* [Exercice proposé 1] Extrayez des entrées ci-dessous chaque ligne où figure la chaîne « brown ». La casse compte.

* [Extrait]
--------------------

46      Cependant, il convient de relever que la possibilité d’exciper de l’existence de règles de police en vertu de l’article 7, paragraphe 2, de la convention de Rome n’affecte pas l’obligation des États membres de veiller à la conformité de ces règles avec le droit de l’Union. En effet, selon la jurisprudence de la Cour, l’appartenance de règles nationales à la catégorie des lois de police et de sûreté ne les soustrait pas au respect des dispositions du traité, sous peine de méconnaître la primauté et l’application uniforme du droit de l’Union. Les motifs à la base de telles législations nationales ne peuvent être pris en considération par le droit de l’Union qu’au titre des exceptions aux libertés expressément prévues par le traité et, le cas échéant, au titre des raisons impérieuses d’intérêt général (arrêt du 23 novembre 1999, Arblade e.a., C‑369/96 et C‑376/96, Rec. p. I‑8453, point 31).

--------------------

* [Liste des données]
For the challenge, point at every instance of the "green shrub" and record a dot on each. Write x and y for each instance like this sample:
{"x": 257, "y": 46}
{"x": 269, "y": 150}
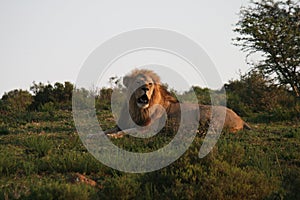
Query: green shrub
{"x": 38, "y": 144}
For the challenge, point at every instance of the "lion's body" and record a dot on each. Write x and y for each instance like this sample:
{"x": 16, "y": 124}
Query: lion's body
{"x": 144, "y": 94}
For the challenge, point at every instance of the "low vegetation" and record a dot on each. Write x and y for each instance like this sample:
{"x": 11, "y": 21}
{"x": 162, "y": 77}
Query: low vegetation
{"x": 42, "y": 156}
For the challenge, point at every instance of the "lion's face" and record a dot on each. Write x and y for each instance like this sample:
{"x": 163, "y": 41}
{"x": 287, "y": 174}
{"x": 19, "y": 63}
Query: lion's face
{"x": 142, "y": 88}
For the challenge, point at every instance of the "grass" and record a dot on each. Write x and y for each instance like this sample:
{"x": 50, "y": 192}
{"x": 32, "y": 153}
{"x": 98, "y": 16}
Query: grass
{"x": 40, "y": 156}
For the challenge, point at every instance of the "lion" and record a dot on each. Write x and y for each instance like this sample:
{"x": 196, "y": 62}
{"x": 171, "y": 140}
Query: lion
{"x": 145, "y": 92}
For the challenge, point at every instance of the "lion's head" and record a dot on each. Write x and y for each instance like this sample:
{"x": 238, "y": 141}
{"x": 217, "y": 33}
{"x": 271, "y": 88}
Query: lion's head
{"x": 144, "y": 90}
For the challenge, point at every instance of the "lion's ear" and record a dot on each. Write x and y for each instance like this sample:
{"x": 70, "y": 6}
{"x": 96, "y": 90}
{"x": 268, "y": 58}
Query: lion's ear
{"x": 126, "y": 81}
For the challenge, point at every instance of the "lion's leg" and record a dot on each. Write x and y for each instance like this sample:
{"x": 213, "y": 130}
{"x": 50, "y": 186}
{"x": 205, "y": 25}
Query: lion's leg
{"x": 120, "y": 134}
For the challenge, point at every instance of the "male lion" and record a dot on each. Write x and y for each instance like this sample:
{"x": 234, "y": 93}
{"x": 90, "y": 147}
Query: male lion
{"x": 149, "y": 101}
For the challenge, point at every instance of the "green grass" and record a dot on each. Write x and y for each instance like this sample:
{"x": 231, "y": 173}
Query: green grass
{"x": 41, "y": 154}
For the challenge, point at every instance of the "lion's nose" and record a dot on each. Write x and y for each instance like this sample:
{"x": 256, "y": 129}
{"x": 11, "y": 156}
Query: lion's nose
{"x": 145, "y": 89}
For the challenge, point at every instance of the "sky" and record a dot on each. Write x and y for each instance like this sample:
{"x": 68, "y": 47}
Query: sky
{"x": 49, "y": 41}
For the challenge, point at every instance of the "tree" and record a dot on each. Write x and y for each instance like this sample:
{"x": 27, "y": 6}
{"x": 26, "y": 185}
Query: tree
{"x": 272, "y": 28}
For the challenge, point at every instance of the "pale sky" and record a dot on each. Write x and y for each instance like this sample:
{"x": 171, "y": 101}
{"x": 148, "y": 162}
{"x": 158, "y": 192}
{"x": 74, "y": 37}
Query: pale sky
{"x": 50, "y": 40}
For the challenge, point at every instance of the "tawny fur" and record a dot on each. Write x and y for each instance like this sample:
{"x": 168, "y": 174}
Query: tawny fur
{"x": 158, "y": 94}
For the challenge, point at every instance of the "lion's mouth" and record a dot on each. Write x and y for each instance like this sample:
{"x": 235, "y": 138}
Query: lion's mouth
{"x": 143, "y": 100}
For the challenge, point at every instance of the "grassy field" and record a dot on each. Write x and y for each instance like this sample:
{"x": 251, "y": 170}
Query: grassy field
{"x": 42, "y": 157}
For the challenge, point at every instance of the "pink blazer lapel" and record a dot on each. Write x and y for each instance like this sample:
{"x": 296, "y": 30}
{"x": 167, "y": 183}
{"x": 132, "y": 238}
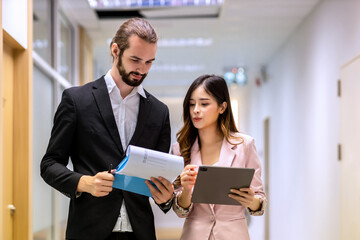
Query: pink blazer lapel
{"x": 195, "y": 154}
{"x": 227, "y": 154}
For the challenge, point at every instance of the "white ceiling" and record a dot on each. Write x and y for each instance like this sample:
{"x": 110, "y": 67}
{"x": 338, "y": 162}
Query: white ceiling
{"x": 246, "y": 33}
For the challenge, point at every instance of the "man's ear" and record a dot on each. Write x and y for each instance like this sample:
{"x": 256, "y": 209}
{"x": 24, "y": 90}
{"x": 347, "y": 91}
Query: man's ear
{"x": 223, "y": 107}
{"x": 115, "y": 50}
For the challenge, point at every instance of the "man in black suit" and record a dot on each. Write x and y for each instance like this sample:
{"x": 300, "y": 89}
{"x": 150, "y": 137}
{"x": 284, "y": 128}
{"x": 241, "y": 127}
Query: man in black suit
{"x": 93, "y": 126}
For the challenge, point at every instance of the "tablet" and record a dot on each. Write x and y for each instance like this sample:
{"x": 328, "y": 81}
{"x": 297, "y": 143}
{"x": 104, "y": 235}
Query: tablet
{"x": 213, "y": 184}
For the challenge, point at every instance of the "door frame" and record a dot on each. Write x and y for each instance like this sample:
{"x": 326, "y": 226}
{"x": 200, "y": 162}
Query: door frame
{"x": 22, "y": 133}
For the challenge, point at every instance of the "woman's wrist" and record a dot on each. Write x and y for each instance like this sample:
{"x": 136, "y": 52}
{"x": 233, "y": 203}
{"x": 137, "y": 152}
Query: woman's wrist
{"x": 184, "y": 199}
{"x": 255, "y": 205}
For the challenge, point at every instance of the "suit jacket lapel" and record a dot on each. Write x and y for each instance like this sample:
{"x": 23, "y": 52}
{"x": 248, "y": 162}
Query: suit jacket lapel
{"x": 102, "y": 100}
{"x": 144, "y": 110}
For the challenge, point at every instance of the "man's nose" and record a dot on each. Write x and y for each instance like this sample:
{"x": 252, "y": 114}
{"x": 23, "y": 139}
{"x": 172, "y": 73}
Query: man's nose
{"x": 141, "y": 69}
{"x": 196, "y": 108}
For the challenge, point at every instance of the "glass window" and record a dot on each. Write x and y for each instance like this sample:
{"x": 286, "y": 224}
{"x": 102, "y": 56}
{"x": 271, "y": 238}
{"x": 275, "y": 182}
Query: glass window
{"x": 43, "y": 108}
{"x": 42, "y": 29}
{"x": 64, "y": 48}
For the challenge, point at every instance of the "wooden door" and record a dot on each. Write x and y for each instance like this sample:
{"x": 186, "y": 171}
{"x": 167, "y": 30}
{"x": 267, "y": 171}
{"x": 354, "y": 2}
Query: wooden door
{"x": 350, "y": 150}
{"x": 8, "y": 208}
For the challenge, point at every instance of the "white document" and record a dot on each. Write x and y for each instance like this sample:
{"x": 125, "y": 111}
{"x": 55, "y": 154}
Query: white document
{"x": 141, "y": 164}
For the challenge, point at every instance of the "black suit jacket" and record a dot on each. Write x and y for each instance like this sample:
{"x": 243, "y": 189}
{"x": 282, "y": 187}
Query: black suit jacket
{"x": 85, "y": 130}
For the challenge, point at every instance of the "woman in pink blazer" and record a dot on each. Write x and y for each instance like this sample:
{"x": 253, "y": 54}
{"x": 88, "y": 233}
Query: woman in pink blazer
{"x": 209, "y": 137}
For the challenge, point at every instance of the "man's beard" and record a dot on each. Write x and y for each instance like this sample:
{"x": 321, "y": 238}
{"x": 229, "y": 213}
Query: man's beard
{"x": 126, "y": 76}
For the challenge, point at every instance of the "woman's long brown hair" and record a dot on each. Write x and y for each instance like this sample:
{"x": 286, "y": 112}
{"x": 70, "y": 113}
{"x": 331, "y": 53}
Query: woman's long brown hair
{"x": 216, "y": 87}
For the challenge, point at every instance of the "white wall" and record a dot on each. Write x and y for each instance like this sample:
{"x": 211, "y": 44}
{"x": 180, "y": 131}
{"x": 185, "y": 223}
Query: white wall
{"x": 14, "y": 20}
{"x": 300, "y": 97}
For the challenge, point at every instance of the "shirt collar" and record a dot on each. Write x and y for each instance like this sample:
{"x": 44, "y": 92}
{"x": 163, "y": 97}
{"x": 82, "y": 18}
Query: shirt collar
{"x": 110, "y": 84}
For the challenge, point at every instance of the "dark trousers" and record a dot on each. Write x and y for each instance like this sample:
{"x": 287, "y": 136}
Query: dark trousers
{"x": 121, "y": 236}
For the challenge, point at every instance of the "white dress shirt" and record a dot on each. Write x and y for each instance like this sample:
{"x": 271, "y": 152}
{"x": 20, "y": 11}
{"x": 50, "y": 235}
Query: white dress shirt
{"x": 125, "y": 112}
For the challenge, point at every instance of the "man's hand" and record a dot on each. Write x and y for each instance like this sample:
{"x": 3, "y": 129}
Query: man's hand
{"x": 164, "y": 192}
{"x": 99, "y": 185}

--------------------

* [Exercice proposé 2] Poursuivez l’extrait sur les lois de police et le droit de l’Union en reprenant après sa dernière phrase.

* [Réponse fournie 1]
For the challenge, point at every instance of the "woman's long brown hair" and record a dot on each. Write x and y for each instance like this sample:
Query: woman's long brown hair

* [Réponse fournie 2]
47      Il y a lieu de rappeler, à cet égard, que la qualification de dispositions nationales de lois de police et de sûreté par un État membre vise les dispositions dont l’observation a été jugée cruciale pour la sauvegarde de l’organisation politique, sociale ou économique de l’État membre concerné, au point d’en imposer le respect à toute personne se trouvant sur le territoire national dudit État membre ou à tout rapport juridique localisé dans celui-ci (arrêts Arblade e.a., précité, point 30, ainsi que du 19 juin 2008, Commission/Luxembourg, C‑319/06, Rec. p. I‑4323, point 29).

48      Cette interprétation est également conforme au libellé de l’article 9, paragraphe 1, du règlement Rome I, qui n’est toutefois pas applicable ratione temporis au litige au principal. En effet, selon cet article, une loi de police est une disposition impérative dont le respect est jugé crucial par un pays pour la sauvegarde de ses intérêts publics, tels que son organisation politique, sociale ou économique, au point d’en exiger l’application à toute situation entrant dans son champ d’application, quelle que soit par ailleurs la loi applicable au contrat d’après ce règlement.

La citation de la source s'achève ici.